Supplied records: Begin
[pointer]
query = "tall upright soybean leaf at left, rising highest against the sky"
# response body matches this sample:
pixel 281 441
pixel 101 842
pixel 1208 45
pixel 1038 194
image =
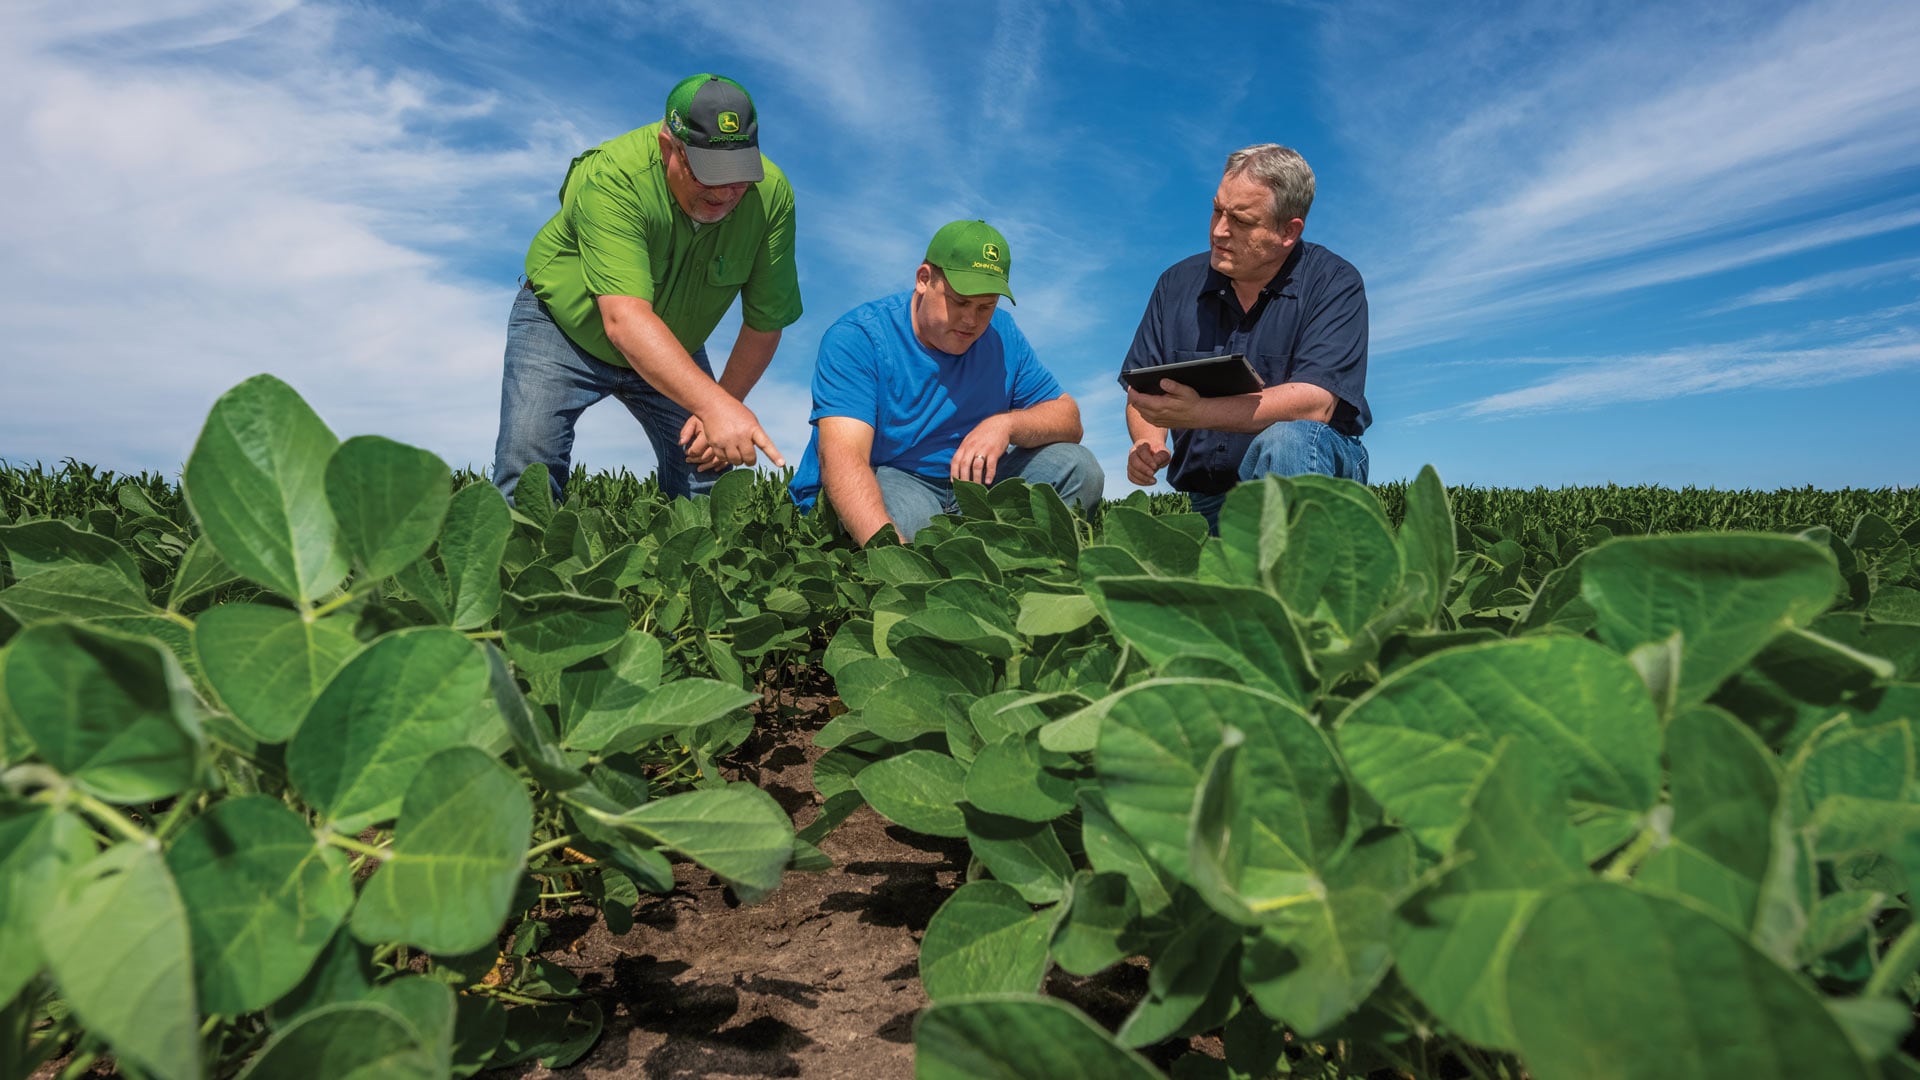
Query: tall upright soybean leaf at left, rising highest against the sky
pixel 258 485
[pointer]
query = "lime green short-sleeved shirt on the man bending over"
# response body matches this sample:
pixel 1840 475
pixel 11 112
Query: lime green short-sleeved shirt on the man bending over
pixel 621 233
Supplied records: End
Your copy should match the material above exactly, minus its pictures.

[pointer]
query = "tall upright soybean leaf at left, rising highest against the sky"
# response body matches this sample:
pixel 281 441
pixel 101 842
pixel 1208 45
pixel 1038 194
image =
Query: tall upright soybean leaf at left, rising highest against the sky
pixel 258 485
[pointer]
query = "lime green short-sleeved shirt on the man bending over"
# response body matches this sample:
pixel 1840 475
pixel 11 112
Query: lime green short-sleeved shirt on the man bending over
pixel 621 233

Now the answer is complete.